[Region pointing data]

╭──

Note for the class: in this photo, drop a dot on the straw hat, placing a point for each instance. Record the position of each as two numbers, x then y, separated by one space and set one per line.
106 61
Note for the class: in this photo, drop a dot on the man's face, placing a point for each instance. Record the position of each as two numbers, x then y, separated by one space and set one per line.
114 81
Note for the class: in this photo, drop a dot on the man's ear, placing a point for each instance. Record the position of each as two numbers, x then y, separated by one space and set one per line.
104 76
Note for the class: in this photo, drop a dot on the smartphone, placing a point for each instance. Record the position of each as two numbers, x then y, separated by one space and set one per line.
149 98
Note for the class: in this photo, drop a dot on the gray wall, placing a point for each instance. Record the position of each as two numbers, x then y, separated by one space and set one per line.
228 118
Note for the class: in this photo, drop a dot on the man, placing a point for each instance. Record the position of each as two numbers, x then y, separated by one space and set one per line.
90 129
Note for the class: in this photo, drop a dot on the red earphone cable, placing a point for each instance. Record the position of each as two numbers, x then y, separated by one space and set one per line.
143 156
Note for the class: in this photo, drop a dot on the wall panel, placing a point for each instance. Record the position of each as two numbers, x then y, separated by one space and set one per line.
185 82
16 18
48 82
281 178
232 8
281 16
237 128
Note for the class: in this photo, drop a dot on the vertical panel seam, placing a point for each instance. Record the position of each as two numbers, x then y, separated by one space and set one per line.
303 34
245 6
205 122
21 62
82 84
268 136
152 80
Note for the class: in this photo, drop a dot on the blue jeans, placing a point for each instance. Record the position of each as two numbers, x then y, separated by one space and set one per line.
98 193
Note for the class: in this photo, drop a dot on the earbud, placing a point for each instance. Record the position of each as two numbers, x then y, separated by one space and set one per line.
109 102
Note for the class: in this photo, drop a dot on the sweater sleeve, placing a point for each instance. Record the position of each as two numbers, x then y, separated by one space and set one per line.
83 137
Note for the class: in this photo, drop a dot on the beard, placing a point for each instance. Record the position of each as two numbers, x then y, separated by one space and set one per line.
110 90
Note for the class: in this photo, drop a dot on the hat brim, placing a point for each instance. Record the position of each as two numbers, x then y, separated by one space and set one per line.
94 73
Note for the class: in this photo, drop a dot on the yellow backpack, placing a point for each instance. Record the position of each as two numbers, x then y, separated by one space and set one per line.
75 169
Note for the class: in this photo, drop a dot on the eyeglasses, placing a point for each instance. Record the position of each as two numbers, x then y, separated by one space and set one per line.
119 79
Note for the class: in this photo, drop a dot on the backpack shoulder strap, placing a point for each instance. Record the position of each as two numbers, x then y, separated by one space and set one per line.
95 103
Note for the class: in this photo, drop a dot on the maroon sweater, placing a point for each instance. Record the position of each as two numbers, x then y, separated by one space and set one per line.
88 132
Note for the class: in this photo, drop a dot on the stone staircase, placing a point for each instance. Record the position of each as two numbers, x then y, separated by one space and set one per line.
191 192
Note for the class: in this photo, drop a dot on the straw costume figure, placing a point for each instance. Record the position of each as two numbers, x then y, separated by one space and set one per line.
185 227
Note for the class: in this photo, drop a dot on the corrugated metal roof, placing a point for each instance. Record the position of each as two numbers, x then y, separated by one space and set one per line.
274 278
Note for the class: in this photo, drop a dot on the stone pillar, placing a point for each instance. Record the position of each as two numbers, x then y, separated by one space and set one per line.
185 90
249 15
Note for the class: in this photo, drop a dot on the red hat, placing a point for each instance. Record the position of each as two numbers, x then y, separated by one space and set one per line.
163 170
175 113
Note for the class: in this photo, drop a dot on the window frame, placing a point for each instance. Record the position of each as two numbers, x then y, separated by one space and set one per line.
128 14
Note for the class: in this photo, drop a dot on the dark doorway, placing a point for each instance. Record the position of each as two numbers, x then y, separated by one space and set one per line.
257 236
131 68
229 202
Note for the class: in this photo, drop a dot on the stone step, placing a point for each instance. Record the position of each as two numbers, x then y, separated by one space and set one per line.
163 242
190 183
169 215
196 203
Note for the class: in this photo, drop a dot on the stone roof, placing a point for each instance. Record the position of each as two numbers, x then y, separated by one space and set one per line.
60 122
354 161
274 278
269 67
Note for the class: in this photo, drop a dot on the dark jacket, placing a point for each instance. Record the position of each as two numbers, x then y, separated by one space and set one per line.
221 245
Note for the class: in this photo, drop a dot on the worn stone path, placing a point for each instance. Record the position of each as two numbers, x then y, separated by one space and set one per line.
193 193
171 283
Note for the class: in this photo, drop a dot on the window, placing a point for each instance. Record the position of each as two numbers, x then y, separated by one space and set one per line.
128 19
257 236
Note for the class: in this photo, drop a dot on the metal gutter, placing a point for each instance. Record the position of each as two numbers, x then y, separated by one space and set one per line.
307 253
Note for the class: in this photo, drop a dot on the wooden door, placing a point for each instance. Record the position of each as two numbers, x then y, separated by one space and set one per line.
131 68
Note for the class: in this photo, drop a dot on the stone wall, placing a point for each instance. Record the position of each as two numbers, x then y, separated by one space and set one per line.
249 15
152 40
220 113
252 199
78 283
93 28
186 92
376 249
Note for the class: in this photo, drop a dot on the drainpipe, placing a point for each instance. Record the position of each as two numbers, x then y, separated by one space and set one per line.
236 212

╰──

#### [PROBLEM TO SOLVE]
The records above should be given again in full, exactly as written.

#### [WRITTEN RESPONSE]
Note for the class: in this photo, drop a dot on the straw hat, placing a point for each instance. Record the position of each as two numbers, x then y, separated by one space and set one per line.
106 61
Note for the class: in this photo, drop a dot on the man's face, placing a point for each instance. Record the position of each as two numbers, x then y, separated by one space and set one per line.
114 81
Note for the class: in this photo, drop a dot on the man's ear, placing a point for each instance. Record the position of each as two numbers, x then y, separated by one space and set one per line.
104 76
Note for the class: in this photo, drop a dot on the smartphone, placing a point for each instance. Record the position of each as two numbers, x then y, separated by one space and set one per line.
149 98
Note for the class: in this photo, drop a dot on the gray wall, placing a point for each instance. Record the position of each as two numbers, x then y, separated by one space and set one per line.
228 118
Note for the class: in this photo, drop a dot on the man, placing a point for each instance. Record the position of each as two numbers, x then y, separated by one space and set one per line.
90 129
Note for the class: in this photo, drop a dot on the red earphone cable, placing a point for each instance. Record the position of each as two numbers, x then y, separated by one space and set one per line.
143 156
Note for the class: in this photo, drop a dot on the wall panel, placing a point for each instance. Record the position of each as two numbers, x then y, separated by one space and set one per line.
185 82
16 18
48 82
281 178
232 8
281 16
237 128
Note for the class: in this photo, drop a dot on the vertical panel seam, placing a point for each instance. Record the position of each as two numbers, x then y, separated by one space and set one per line.
303 34
245 6
205 122
21 62
82 84
268 136
152 80
Note for the class: in this photo, drop a dot on the blue jeans, placing a point for each instance. Record the position of each as two numbers, x then y, separated by one space and set one per line.
98 193
Note for the class: in this photo, drop a dot on the earbud, placing a point for each instance. Record the position of each as two numbers, x then y, separated by one space and set one per line.
109 102
Note for the class: in this photo, drop a dot on the sweater sleeve, placing a point for each instance. Record the position of each as two numbers, x then y, separated by one space and set one per line.
83 137
Note for the class: in this photo, drop a dot on the beard, placing a point for each instance. Record the position of each as two numbers, x then y, separated by one space and set one per line.
110 90
Note for the class: in this photo, drop a dot on the hat brim, placing a point for each instance. Record the position of each as two numbers, x then y, separated by one space and set one per line.
94 73
Note for the class: in this photo, drop a dot on the yellow backpack, placing a point for each instance. Record the position of each as two numbers, x then y, separated by one space and set one per line.
75 169
Note for the class: in this photo, drop a dot on the eyeglasses, placing a point for each instance. Record the position of each as two numbers, x then y, separated by one space and set one per line.
119 79
Note for the class: in this photo, drop a dot on the backpack shoulder strap, placing a point for each instance. Record the position of each as two numbers, x then y, separated by one space and set one per line.
95 103
Note for the class: in this photo, drop a dot on the maroon sweater, placing a point for each instance. Record the position of each as two numbers, x then y, separated by one space and set one per line.
88 132
Note for the class: in this photo, drop a dot on the stone staircase, placing a point for each instance. Record the position of each as two numbers, x then y, separated by one space and set one per line.
191 192
Note for the class: in this photo, drop a dot on the straw costume figure, placing a point for each instance. Record the position of each as two numbers, x then y, separated by one space and set one per line.
185 227
Note for the class: in this photo, drop a dot on the corrugated metal roof, placing a point for each instance. Record the position of each as two numbers, x then y, separated by one space and set one per line.
274 278
Note for the class: in this photo, drop a dot on the stone pillar, placing a point for each instance. Record the position of each as two numbers, x then y, separated by one space and set one per line.
185 90
249 15
Note for the class: in this photo, drop a dot on the red hat, placing a point for each instance. Record the position of each as two numbers, x then y, separated by one space and set one per line.
163 170
175 113
Note for the class: in this photo, drop a dot on the window frame, placing a point for each instance. Record the position of each as two numbers, x then y, separated by one space and set one per line.
128 14
Note for the class: in this photo, drop a dot on the dark doorway, placing a point for each instance. Record the position of each as two numbers, x then y, separated by one space and set one per line.
257 236
131 68
229 202
Note for the class: in this photo, drop a dot on the stone step, placing a point for each instance. Record the position of each as two numbers, x then y, separated by one space and set one per line.
163 242
190 183
169 215
196 203
Note for the class: in this photo, drop a dot on the stone roof, placing a point for each instance. Record the position of each as two numbers, x then y, separated by one space and set one per line.
60 122
354 161
274 278
269 67
Note for the class: in this photo, drop a dot on the dark jacket, placing a point for each instance. Record the position of each as two numbers, x then y, separated by one space and set one per line.
221 245
Note for the class: in this photo, drop a dot on the worn stone path, placing a point for each instance. Record the position of each as two numbers, x then y, separated by one space and set one per line.
193 193
171 283
Note for the class: in this photo, drop a dot on the window, placing a point for each instance. Record the position of each as two numbers, x then y, separated by one space and set one per line.
128 19
257 236
Note for the class: in this photo, drop a dot on the metal gutter, placing a point for each instance. Record the position of each as two numbers, x then y, separated by one space and set one per line.
307 253
Note for the class: in this photo, drop a dot on the wooden door, placing a point for each instance. Record the position of each as two numbers, x then y, separated by one space and set one per line.
131 68
Note for the class: in this photo, drop a dot on the stone wall, placing a point for each instance. Record the position of each as two numbers, x then y, separated by one space and set one per line.
249 15
152 40
220 113
252 199
78 283
93 28
186 92
376 249
Note for the class: in this photo, drop a dot on the drainpipe, placing a point for each instance. Record the position of each as two numbers, x then y, separated by one space and set one per line.
236 212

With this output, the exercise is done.